JOB |
Will you write out, word for word, the part of the passage on the Dutch community and its church that runs from "But only at" up to and including "nobility of spirit."?

The Dutch boys and girls were notoriously good. The young women behaved with a propriety which added a charm to the freshness and rosiness of their cheeks. And the elderly people in a Dutch community are always, as the world knows, very patterns of Sobriety and dignity. So, with occaisional frolic and with much discussion of political and not infrequently religious subjects, fore-ordination and other strong meat of Calvinism being the most acceptable - discussions never resulting in a conversion, for generally all were agreed at the start, and happily the majority of the Dutch are born into the world with the right views, also there would be little hope for them - their hours of idleness and weekly congregation passed away.

But only at the church, as I have said, could you see the whole community. There they are, male and female, old and young, rich and poor, all who are not actually disabled, dressed in their best, and with that guarded and reverential demeanor, which is a true mark of refinement and nobility of spirit.

Let us glance at the church. Unlike the Scotch-Irish, the Dutch had too much consideration for their personal comfort to dispense with stoves: a stove therefore is to be found on either side of the main entrance. The pulpit, very high, a wine glass in shape is opposite the door. There is a broad middle aisle, and there are two narrow ones at the side walls. Extending completely around the church is a continuous bench. The space before the pulpit is ample for the communion service, held once in three months, for the performance of the marriage ceremony, which, however, rarely took place at the church, and for baptismal administration, which were required with a frequency which now in Adams County we should consider extraordinary.

EXTRACTED MATERIAL |
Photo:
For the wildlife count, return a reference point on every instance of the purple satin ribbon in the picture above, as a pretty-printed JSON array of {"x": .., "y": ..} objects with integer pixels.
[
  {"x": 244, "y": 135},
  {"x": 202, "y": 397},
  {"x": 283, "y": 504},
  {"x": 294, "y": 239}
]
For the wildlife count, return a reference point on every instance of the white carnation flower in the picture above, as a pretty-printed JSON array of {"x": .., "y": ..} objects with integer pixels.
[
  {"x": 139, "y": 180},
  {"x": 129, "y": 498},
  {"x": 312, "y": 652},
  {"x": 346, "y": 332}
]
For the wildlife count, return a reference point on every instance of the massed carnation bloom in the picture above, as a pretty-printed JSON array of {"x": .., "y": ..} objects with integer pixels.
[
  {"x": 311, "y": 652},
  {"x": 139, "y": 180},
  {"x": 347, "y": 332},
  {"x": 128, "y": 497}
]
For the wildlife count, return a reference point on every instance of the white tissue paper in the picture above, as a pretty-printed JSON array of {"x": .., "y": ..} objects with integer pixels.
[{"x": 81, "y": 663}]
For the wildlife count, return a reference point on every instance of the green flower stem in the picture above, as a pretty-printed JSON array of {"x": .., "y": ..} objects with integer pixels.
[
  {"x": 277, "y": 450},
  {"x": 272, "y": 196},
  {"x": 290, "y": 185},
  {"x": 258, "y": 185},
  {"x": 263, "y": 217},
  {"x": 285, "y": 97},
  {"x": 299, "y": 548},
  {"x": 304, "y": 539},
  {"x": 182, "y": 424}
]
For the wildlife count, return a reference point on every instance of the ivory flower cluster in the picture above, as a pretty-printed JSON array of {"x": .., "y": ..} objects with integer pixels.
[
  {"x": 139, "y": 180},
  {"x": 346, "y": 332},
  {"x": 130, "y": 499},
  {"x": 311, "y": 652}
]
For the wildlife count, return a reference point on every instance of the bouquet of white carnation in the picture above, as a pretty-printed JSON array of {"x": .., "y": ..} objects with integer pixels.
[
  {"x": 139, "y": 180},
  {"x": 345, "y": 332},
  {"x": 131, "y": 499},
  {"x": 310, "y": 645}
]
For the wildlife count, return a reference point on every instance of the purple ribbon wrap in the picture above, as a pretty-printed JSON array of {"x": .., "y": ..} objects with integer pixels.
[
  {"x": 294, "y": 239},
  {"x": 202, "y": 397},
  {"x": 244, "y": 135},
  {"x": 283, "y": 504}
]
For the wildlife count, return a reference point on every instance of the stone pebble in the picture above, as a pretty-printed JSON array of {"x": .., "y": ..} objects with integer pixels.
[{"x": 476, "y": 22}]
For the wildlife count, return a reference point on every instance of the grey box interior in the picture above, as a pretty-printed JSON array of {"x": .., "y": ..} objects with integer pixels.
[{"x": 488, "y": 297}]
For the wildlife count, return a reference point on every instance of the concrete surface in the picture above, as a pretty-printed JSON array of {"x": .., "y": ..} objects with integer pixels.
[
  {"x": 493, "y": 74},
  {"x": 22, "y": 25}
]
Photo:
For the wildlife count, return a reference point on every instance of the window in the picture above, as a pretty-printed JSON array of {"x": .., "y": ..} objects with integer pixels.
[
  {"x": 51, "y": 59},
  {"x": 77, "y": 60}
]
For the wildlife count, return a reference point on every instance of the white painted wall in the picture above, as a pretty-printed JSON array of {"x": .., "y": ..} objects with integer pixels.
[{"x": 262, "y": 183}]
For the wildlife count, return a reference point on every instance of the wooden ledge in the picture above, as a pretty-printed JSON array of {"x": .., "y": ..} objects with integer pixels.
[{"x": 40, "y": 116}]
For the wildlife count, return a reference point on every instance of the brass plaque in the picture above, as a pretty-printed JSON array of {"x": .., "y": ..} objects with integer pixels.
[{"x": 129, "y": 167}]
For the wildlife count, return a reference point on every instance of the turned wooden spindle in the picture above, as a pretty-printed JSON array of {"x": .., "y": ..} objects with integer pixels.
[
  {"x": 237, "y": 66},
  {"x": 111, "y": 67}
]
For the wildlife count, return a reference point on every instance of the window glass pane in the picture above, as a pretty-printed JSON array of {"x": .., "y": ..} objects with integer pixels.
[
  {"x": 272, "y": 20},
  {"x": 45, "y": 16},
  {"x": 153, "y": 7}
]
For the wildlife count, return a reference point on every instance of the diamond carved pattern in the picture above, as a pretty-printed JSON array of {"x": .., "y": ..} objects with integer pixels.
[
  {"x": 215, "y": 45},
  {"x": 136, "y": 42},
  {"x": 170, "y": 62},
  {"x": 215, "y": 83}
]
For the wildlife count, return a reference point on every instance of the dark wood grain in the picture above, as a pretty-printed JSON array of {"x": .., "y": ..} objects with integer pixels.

EXERCISE RESPONSE |
But only at the church, as I have said, could you see the whole community. There they are, male and female, old and young, rich and poor, all who are not actually disabled, dressed in their best, and with that guarded and reverential demeanor, which is a true mark of refinement and nobility of spirit.